Exercise: Reproduce the lines beginning with the one containing "point_to(query) locates the textbook" and ending after the one containing "x=992, y=194", substituting "notebook page" for every instance of "textbook page" and leaving everything else unchanged. Return only those lines.
====== Dataset extract
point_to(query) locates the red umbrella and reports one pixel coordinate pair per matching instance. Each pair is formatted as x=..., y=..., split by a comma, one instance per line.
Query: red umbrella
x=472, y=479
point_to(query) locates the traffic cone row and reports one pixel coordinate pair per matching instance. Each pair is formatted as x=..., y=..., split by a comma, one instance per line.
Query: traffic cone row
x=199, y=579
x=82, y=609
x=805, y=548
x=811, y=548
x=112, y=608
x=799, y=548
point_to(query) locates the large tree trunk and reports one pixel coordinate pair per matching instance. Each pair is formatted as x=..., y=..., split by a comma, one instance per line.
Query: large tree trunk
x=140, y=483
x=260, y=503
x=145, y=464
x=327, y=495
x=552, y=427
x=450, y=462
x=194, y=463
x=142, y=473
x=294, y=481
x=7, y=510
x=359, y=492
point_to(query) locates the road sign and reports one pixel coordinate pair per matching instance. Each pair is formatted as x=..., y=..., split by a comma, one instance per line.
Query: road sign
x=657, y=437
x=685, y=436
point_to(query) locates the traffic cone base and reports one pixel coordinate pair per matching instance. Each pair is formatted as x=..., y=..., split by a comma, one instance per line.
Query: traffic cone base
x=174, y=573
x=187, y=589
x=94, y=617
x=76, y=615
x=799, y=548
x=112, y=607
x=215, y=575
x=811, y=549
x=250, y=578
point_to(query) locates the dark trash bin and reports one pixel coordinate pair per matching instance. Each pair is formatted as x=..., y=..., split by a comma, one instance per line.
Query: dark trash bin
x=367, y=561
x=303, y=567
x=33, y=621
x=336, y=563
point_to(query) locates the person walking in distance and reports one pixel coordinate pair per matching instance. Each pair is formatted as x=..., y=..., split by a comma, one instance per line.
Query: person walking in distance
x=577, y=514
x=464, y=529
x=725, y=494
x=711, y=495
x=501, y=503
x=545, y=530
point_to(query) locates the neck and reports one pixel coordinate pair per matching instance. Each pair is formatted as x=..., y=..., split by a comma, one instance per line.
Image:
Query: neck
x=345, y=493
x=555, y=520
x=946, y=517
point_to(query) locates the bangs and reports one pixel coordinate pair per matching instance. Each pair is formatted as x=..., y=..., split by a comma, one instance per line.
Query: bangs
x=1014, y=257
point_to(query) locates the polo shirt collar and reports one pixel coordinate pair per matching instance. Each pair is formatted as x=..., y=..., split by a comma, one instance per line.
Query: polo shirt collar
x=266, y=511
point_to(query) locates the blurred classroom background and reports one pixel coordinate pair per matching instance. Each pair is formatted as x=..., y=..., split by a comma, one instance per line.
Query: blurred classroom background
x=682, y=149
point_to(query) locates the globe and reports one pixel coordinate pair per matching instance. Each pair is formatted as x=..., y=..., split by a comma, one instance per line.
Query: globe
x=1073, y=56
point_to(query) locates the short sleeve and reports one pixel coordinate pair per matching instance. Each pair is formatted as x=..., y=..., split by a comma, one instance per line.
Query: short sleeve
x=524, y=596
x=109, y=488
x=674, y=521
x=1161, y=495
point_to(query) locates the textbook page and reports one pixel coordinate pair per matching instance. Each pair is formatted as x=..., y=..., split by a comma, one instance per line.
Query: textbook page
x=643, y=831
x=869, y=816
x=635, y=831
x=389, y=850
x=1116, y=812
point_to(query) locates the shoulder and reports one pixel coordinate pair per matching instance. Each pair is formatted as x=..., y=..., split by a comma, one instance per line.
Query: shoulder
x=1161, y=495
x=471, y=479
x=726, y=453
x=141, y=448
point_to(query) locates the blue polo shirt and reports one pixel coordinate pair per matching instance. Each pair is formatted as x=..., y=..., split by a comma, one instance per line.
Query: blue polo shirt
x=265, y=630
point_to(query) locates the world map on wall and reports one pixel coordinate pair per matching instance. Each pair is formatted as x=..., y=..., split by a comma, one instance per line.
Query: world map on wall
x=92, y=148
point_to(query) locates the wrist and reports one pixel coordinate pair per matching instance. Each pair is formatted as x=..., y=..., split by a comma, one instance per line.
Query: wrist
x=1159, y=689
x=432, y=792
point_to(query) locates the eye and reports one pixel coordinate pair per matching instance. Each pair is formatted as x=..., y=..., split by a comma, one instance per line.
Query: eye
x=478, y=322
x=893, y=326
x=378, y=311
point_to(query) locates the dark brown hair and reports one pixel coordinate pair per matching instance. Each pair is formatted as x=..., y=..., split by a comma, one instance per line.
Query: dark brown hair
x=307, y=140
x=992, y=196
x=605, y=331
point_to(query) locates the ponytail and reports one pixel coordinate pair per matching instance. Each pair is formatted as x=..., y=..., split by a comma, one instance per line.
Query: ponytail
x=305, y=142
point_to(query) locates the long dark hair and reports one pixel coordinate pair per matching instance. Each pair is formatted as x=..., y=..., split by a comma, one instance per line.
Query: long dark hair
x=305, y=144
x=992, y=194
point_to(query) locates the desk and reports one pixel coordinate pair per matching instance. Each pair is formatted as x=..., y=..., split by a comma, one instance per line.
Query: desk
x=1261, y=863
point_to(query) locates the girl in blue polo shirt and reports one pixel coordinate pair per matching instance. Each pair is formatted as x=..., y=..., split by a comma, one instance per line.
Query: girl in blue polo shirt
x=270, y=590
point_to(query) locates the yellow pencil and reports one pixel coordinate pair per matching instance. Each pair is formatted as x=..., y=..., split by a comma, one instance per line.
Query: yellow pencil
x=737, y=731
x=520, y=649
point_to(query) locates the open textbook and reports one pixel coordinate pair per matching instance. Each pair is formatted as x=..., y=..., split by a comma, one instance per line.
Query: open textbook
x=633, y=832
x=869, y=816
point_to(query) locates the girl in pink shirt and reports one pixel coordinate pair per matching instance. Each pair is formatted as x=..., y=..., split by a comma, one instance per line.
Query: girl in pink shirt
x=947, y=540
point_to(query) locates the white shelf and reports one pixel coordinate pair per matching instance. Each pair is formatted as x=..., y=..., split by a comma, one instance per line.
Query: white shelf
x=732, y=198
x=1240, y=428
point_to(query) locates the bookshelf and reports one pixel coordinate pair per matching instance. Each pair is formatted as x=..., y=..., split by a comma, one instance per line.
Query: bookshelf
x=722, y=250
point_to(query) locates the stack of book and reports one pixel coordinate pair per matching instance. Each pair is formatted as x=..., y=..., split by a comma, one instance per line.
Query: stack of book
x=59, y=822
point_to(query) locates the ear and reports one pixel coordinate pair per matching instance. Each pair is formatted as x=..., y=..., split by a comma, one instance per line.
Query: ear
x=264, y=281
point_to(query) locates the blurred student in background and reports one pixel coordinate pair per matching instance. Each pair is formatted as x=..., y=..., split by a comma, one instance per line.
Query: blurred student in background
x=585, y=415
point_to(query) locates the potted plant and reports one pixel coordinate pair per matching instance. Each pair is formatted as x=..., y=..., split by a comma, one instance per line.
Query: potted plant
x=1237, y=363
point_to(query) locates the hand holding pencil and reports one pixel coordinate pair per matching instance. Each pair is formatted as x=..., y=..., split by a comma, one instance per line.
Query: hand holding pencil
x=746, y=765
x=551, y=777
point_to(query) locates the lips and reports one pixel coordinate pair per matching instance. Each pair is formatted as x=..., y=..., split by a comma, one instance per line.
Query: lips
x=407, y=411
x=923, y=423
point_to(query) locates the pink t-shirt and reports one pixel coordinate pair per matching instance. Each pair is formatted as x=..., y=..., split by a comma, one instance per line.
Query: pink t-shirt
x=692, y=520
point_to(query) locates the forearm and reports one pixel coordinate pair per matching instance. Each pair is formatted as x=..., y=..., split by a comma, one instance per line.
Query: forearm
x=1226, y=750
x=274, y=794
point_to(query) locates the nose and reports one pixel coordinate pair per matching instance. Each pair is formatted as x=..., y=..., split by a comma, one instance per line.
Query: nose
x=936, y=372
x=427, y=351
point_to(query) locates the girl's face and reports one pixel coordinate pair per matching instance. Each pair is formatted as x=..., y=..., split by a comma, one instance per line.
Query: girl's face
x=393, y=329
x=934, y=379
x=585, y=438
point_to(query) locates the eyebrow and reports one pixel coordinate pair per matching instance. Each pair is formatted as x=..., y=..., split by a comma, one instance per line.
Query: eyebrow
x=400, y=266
============
Reply to the task:
point_to(query) locates the notebook page and reports one pixel coordinate pair per matching instance. Each pair is formatted as x=..., y=..., split by a comma, one instance per line.
Query: notebook page
x=643, y=831
x=869, y=816
x=635, y=831
x=389, y=850
x=1116, y=812
point_to(query) locates the shoulder and reports one pixel coordinate pair per matching instance. Each pair is formatted as x=..., y=..., split by a comma, one instance per line.
Query: shoulder
x=1161, y=495
x=471, y=479
x=726, y=453
x=141, y=448
point_to(query) locates the blue polo shirt and reports one pixel coordinate pair per matching instance. Each pair is formatted as x=..., y=..., split by a comma, one instance per line.
Query: blue polo shirt
x=265, y=630
point_to(query) locates the world map on wall and reports one pixel coordinate pair per matching instance. Each pair is formatted as x=..., y=..., split by a comma, one instance per line.
Query: world map on wall
x=92, y=148
point_to(query) locates the wrist and reports one pixel coordinate pair per matching instance. Each pair is formatted as x=..., y=..., split by a comma, one instance per line.
Query: wrist
x=1159, y=689
x=432, y=792
point_to(query) locates the eye and reports one pixel coordinate pair per matching instance. Each pair is formatted as x=..., y=..., split by a comma, one instance per line.
Query: eye
x=478, y=322
x=893, y=326
x=378, y=311
point_to(query) locates the dark brown hair and reports one pixel coordinate pair per matching instance. Each pair is formatted as x=..., y=..., split by a comma, one instance per line.
Query: dark brown hair
x=307, y=140
x=992, y=196
x=605, y=331
point_to(query) locates the ponytail and reports one pixel coordinate pair per matching instance. Each pair is formatted as x=..., y=..., split by a comma, one instance per line.
Query: ponytail
x=305, y=142
point_to(query) locates the long dark hair and reports one pixel coordinate pair per matching instance. Each pair is formatted as x=..., y=..., split by a comma, one instance per line.
Query: long dark hair
x=305, y=144
x=992, y=194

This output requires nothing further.